Whenever a line in the material below contains "target", copy that line.

↓↓↓

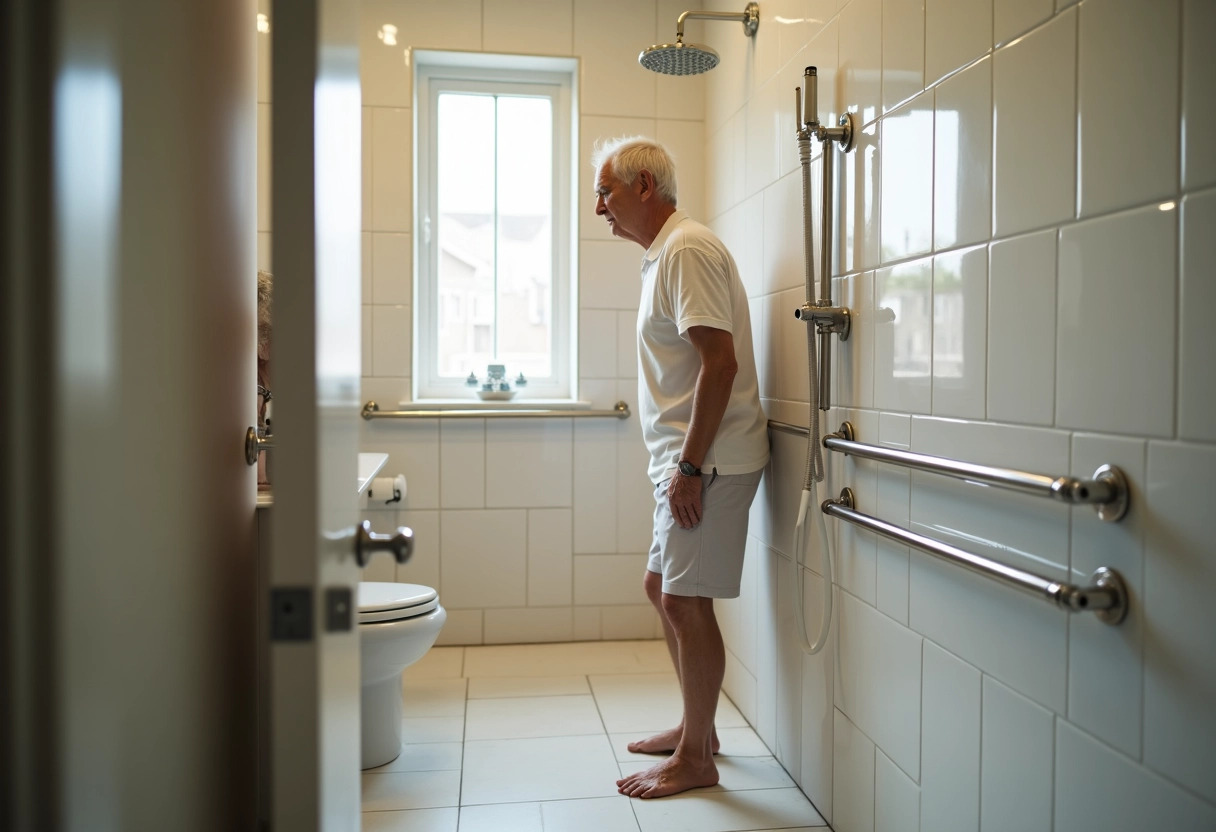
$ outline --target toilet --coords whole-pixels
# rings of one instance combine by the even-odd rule
[[[401,672],[426,655],[447,618],[429,586],[359,584],[361,768],[401,753]]]

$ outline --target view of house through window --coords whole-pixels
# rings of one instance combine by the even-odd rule
[[[548,98],[443,93],[438,107],[441,376],[552,373]]]

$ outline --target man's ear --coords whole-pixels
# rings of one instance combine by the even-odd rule
[[[655,184],[653,173],[645,168],[642,168],[640,171],[638,171],[637,181],[640,185],[640,188],[638,189],[638,196],[641,197],[642,200],[647,200],[654,196]]]

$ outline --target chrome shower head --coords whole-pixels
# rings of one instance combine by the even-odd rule
[[[718,53],[699,43],[662,43],[643,49],[638,63],[663,75],[700,75],[718,65]]]
[[[739,14],[729,12],[684,12],[676,19],[676,42],[662,43],[643,49],[638,54],[638,63],[652,72],[664,75],[700,75],[718,65],[718,53],[699,43],[684,43],[684,21],[688,18],[702,20],[734,20],[743,24],[743,33],[748,37],[756,34],[760,26],[760,7],[748,3]]]

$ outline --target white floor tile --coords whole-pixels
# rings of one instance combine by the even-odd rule
[[[459,679],[464,668],[463,647],[432,647],[405,669],[406,680]]]
[[[545,832],[638,832],[629,798],[551,800],[540,804]]]
[[[603,735],[473,740],[465,743],[461,804],[611,797],[620,776]]]
[[[363,832],[456,832],[456,807],[364,812]]]
[[[416,716],[401,720],[402,742],[460,742],[463,739],[463,716]]]
[[[680,684],[674,672],[591,676],[590,682],[609,733],[663,731],[678,725],[684,712]],[[715,723],[719,728],[747,726],[747,720],[725,694],[718,699]]]
[[[629,743],[635,740],[645,739],[637,734],[609,734],[608,739],[612,742],[612,750],[616,752],[616,758],[622,763],[632,762],[635,760],[656,760],[658,757],[654,754],[635,754],[629,750]],[[756,732],[751,728],[719,728],[718,741],[722,743],[722,748],[718,752],[721,757],[771,757],[773,752],[768,749],[756,735]]]
[[[434,652],[434,651],[432,651]],[[464,675],[552,676],[591,673],[655,673],[671,669],[667,646],[655,641],[517,644],[466,648]]]
[[[469,680],[470,699],[591,693],[586,676],[520,676]]]
[[[414,679],[401,685],[401,715],[464,716],[467,679]]]
[[[463,752],[458,742],[403,742],[397,759],[365,771],[460,771]]]
[[[635,800],[633,812],[642,832],[745,832],[827,825],[797,789],[696,789],[662,800]]]
[[[457,806],[460,772],[403,771],[362,775],[363,811]]]
[[[657,760],[629,760],[621,762],[621,776],[627,777],[645,771]],[[752,789],[789,789],[794,781],[773,757],[716,757],[718,785],[710,786],[707,792],[739,792]]]
[[[474,699],[465,719],[466,740],[572,737],[603,731],[590,696]]]
[[[460,832],[542,832],[539,803],[464,806]]]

↑↑↑

### WRITTEN ANSWER
$ outline --target toilet --coords whole-pixels
$ outline --target view of house through window --coords whole-pixels
$ outline --target man's ear --coords whole-pixels
$ outline --target chrome shower head --coords whole-pixels
$ outline --target white floor tile --coords whole-pixels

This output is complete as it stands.